YOUR GOAL:
Copy out every line of the entries from the one containing "Point out the gravel" through the last line of the entries, inclusive, shifting each x and y coordinate in the dots that answer them up by 137. Leave the sample dots in the wording unchanged.

RECORDS SHOWN:
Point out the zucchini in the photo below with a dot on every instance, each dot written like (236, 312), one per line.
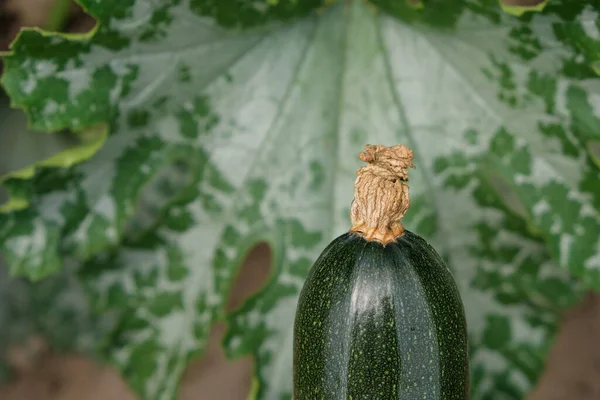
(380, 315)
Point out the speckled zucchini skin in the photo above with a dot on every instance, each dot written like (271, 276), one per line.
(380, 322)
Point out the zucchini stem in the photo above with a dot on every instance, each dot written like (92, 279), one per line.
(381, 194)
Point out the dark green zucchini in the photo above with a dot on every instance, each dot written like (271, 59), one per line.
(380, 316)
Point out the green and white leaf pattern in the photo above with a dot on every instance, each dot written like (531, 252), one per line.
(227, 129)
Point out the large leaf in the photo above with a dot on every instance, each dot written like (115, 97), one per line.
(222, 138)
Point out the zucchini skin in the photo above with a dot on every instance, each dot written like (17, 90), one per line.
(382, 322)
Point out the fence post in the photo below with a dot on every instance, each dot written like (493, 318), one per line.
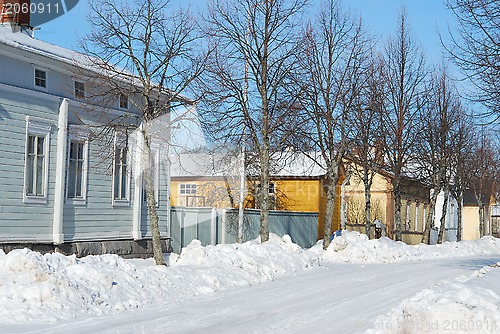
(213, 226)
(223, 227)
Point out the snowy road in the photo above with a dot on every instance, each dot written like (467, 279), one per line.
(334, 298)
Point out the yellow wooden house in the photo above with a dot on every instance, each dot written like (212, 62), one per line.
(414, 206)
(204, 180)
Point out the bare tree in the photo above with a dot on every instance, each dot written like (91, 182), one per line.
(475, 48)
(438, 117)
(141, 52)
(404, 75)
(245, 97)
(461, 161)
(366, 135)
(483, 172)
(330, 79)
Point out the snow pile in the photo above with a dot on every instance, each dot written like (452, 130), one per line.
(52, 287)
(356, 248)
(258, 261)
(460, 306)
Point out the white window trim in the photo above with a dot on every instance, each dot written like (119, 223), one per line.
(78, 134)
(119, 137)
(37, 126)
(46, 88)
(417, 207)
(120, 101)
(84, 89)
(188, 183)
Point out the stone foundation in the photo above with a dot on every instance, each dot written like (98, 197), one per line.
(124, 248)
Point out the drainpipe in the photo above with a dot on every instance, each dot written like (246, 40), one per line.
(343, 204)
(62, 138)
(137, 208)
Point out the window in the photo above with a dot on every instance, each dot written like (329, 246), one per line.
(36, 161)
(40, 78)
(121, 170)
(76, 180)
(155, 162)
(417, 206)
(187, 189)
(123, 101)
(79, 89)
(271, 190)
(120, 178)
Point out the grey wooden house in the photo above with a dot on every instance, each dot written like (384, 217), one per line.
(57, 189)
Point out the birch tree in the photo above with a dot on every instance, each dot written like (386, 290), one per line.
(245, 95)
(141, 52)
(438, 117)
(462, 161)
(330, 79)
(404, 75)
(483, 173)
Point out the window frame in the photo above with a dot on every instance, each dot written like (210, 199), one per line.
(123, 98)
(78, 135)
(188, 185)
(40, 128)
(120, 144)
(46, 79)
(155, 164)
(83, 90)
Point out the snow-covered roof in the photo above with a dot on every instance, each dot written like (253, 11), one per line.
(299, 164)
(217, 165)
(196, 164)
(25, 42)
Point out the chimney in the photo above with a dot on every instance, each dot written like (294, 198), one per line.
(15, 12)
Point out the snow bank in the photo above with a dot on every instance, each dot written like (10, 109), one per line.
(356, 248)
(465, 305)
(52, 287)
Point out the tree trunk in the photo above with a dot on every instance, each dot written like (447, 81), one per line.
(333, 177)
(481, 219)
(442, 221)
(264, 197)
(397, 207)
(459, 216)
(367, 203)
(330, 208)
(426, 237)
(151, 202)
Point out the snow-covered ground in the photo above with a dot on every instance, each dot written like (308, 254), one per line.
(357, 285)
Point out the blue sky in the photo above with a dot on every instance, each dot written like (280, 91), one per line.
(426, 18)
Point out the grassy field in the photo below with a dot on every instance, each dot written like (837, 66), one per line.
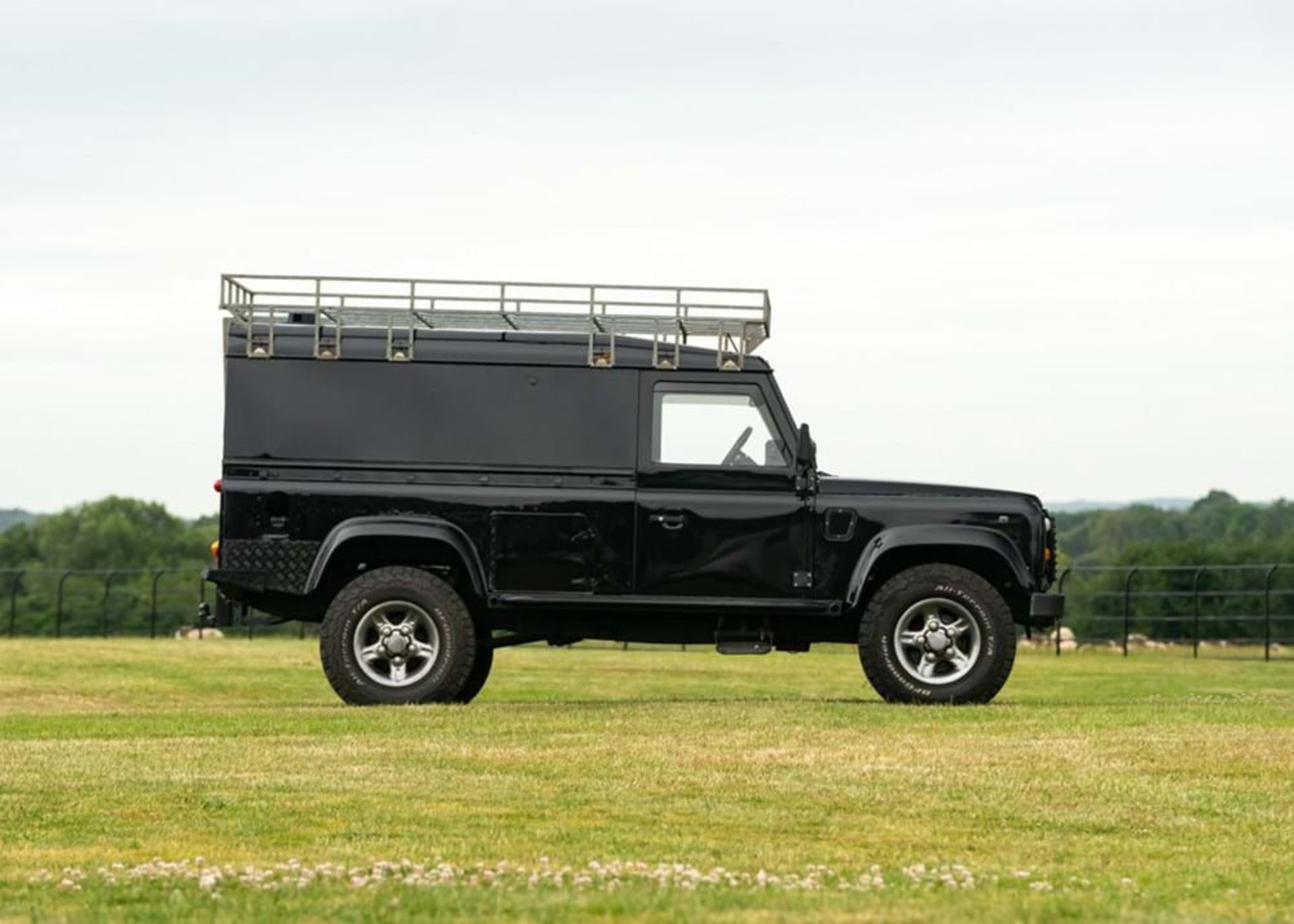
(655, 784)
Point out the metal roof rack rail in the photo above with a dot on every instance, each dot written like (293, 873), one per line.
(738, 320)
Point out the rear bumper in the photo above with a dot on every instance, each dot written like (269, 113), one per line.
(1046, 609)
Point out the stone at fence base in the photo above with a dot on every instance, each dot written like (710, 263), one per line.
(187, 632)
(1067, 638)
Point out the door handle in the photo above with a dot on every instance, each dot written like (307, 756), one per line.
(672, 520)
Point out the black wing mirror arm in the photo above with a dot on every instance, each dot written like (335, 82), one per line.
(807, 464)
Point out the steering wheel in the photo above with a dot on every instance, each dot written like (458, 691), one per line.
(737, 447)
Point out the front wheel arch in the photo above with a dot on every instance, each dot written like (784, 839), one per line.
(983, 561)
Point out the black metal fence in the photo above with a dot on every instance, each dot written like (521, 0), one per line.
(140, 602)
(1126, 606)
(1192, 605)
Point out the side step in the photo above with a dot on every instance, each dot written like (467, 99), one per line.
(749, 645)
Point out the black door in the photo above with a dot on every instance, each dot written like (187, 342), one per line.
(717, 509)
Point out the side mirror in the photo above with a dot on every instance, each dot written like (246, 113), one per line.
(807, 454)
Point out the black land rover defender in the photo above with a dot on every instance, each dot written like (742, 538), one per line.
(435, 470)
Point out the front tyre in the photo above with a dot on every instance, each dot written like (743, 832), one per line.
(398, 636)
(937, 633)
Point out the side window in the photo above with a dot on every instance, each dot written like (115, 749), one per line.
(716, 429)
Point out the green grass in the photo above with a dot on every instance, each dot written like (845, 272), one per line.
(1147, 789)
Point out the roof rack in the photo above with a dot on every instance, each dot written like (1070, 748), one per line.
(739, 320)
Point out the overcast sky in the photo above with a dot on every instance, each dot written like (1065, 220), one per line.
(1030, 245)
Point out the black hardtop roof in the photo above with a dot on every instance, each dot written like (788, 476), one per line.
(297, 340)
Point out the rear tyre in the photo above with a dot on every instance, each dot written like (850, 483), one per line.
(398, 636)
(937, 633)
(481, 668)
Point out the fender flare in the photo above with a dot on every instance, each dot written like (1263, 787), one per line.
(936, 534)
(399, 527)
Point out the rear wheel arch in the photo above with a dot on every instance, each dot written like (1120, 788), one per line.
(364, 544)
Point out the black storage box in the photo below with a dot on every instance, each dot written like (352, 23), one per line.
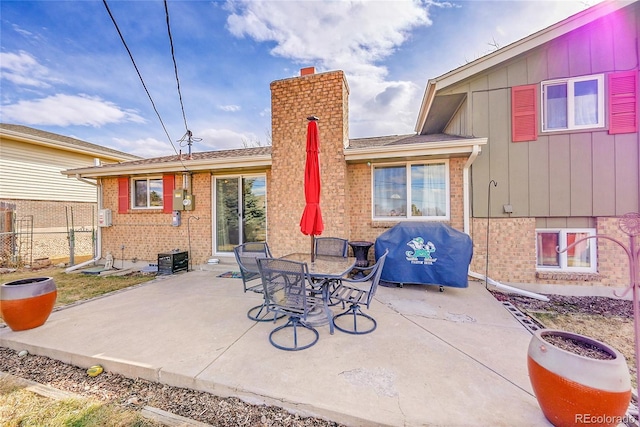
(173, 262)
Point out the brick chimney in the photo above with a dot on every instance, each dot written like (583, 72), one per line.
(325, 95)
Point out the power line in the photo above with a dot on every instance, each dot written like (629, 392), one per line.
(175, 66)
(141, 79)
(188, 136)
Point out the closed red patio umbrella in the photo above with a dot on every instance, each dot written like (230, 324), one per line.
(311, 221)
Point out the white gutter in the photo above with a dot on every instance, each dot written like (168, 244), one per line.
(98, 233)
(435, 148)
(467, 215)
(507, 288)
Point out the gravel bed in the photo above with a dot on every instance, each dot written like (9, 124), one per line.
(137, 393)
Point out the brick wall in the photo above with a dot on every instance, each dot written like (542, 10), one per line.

FULL SOLUTION:
Point out the gravel bed in the photo above with a dot on every instance, each dot written like (9, 124), one per line.
(274, 530)
Point out the brick wall in the photo above with a dot on every instance, each dot written like (542, 10), one per line.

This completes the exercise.